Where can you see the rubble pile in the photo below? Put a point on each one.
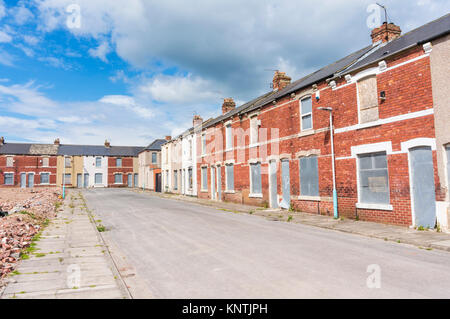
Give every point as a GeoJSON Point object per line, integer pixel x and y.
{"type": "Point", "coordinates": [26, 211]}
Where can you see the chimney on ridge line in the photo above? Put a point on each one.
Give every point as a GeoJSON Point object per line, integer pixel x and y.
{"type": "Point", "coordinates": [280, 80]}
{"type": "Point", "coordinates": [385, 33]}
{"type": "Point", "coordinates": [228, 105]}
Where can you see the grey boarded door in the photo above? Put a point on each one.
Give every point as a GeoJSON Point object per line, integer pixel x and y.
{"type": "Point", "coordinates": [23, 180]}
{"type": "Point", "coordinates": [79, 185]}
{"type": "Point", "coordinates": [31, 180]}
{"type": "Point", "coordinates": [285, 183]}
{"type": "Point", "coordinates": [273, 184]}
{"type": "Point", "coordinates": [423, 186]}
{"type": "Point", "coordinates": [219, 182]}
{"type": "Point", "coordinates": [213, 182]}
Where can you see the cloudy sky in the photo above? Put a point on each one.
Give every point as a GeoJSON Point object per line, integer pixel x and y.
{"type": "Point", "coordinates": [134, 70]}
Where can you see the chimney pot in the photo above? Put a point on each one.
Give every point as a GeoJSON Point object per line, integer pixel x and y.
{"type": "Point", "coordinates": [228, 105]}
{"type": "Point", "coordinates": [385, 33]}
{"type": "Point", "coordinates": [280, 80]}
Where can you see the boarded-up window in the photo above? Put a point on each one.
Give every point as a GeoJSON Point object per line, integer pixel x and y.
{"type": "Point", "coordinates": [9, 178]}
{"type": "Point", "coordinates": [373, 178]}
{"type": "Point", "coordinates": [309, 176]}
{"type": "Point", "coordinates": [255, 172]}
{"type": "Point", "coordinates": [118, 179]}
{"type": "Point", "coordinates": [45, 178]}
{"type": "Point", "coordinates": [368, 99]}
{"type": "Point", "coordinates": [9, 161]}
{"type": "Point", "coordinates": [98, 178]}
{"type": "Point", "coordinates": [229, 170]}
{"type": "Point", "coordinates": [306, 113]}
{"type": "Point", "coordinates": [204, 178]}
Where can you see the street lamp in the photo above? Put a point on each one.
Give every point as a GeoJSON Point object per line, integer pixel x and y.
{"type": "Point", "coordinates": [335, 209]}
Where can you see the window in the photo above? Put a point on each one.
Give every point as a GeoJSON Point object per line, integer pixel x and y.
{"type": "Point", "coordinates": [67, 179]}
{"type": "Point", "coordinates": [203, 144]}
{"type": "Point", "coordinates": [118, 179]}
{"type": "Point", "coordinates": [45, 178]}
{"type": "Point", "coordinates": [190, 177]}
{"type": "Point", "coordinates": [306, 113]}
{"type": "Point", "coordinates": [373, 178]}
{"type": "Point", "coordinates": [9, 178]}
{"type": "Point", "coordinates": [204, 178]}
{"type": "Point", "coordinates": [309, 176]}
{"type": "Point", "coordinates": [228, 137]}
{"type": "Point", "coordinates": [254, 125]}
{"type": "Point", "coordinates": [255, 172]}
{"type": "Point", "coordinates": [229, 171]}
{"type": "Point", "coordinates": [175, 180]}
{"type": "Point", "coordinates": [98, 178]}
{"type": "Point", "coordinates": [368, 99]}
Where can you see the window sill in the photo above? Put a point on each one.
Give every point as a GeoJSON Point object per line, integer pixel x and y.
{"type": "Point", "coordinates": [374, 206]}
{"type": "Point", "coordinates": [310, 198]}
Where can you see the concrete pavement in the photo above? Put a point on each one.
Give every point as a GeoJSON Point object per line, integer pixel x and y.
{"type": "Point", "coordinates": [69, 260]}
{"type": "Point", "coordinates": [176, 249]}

Given task: Revise the entire listing above by replacing each instance of "photo" with "image" and leaving everything else unchanged. Reproduce the revised listing in full, but omit the pictures.

Output below:
Where can you see the rubble pile in the image below? Put a point on each one.
Give every point as a GeoJSON Point object per line, integer pixel x and y.
{"type": "Point", "coordinates": [26, 211]}
Where can you see the chimney on ridge line in the image above? Put a point on each one.
Give every point as a GeoJSON Point object per line, integer pixel x and y.
{"type": "Point", "coordinates": [280, 80]}
{"type": "Point", "coordinates": [385, 33]}
{"type": "Point", "coordinates": [228, 105]}
Where can you see the grey boarded door in the image above? Put a point on each one.
Give every point as a GeoJSON Point object per line, integer pixel x and y.
{"type": "Point", "coordinates": [23, 180]}
{"type": "Point", "coordinates": [79, 185]}
{"type": "Point", "coordinates": [31, 180]}
{"type": "Point", "coordinates": [285, 183]}
{"type": "Point", "coordinates": [273, 184]}
{"type": "Point", "coordinates": [423, 186]}
{"type": "Point", "coordinates": [219, 182]}
{"type": "Point", "coordinates": [213, 182]}
Where can you see the cloudy sky in the image above? Put a point on each one.
Give every point as a GeoJSON Point object per line, integer pixel x and y.
{"type": "Point", "coordinates": [134, 70]}
Where can you see the chimney pot in the image above? Put a point on each one.
Give every point as a GeoJSON Point object per line, integer pixel x and y.
{"type": "Point", "coordinates": [228, 105]}
{"type": "Point", "coordinates": [385, 33]}
{"type": "Point", "coordinates": [280, 80]}
Where can you see the boarded-up window in the image above? Put a point on each one.
Give every point as a GeoJSON Point object per line, integer pixel x and y.
{"type": "Point", "coordinates": [9, 178]}
{"type": "Point", "coordinates": [373, 178]}
{"type": "Point", "coordinates": [309, 176]}
{"type": "Point", "coordinates": [255, 172]}
{"type": "Point", "coordinates": [118, 179]}
{"type": "Point", "coordinates": [45, 178]}
{"type": "Point", "coordinates": [368, 99]}
{"type": "Point", "coordinates": [9, 161]}
{"type": "Point", "coordinates": [98, 178]}
{"type": "Point", "coordinates": [229, 170]}
{"type": "Point", "coordinates": [306, 113]}
{"type": "Point", "coordinates": [204, 178]}
Where can you see the street lamp in the image above? Put a point on each one.
Give every point as a GeoJSON Point object per line, integer pixel x and y.
{"type": "Point", "coordinates": [335, 209]}
Where can you see the window in the image above? Put a point on each one.
Give every point as a GeoJSON Point object per line, integer pixel x and y.
{"type": "Point", "coordinates": [67, 179]}
{"type": "Point", "coordinates": [203, 144]}
{"type": "Point", "coordinates": [118, 179]}
{"type": "Point", "coordinates": [45, 178]}
{"type": "Point", "coordinates": [190, 177]}
{"type": "Point", "coordinates": [306, 113]}
{"type": "Point", "coordinates": [373, 178]}
{"type": "Point", "coordinates": [9, 178]}
{"type": "Point", "coordinates": [204, 178]}
{"type": "Point", "coordinates": [309, 176]}
{"type": "Point", "coordinates": [228, 137]}
{"type": "Point", "coordinates": [254, 125]}
{"type": "Point", "coordinates": [255, 172]}
{"type": "Point", "coordinates": [229, 171]}
{"type": "Point", "coordinates": [175, 180]}
{"type": "Point", "coordinates": [98, 178]}
{"type": "Point", "coordinates": [368, 99]}
Where can you see the window sill in the image above? Put a point on each one.
Give every point as a GeoJSON Point object per line, integer pixel x and y.
{"type": "Point", "coordinates": [374, 206]}
{"type": "Point", "coordinates": [310, 198]}
Where can you see the concrete pavement in the image above? Put a point on each one.
Give every point as a GeoJSON Point object per line, integer pixel x and y.
{"type": "Point", "coordinates": [69, 260]}
{"type": "Point", "coordinates": [176, 249]}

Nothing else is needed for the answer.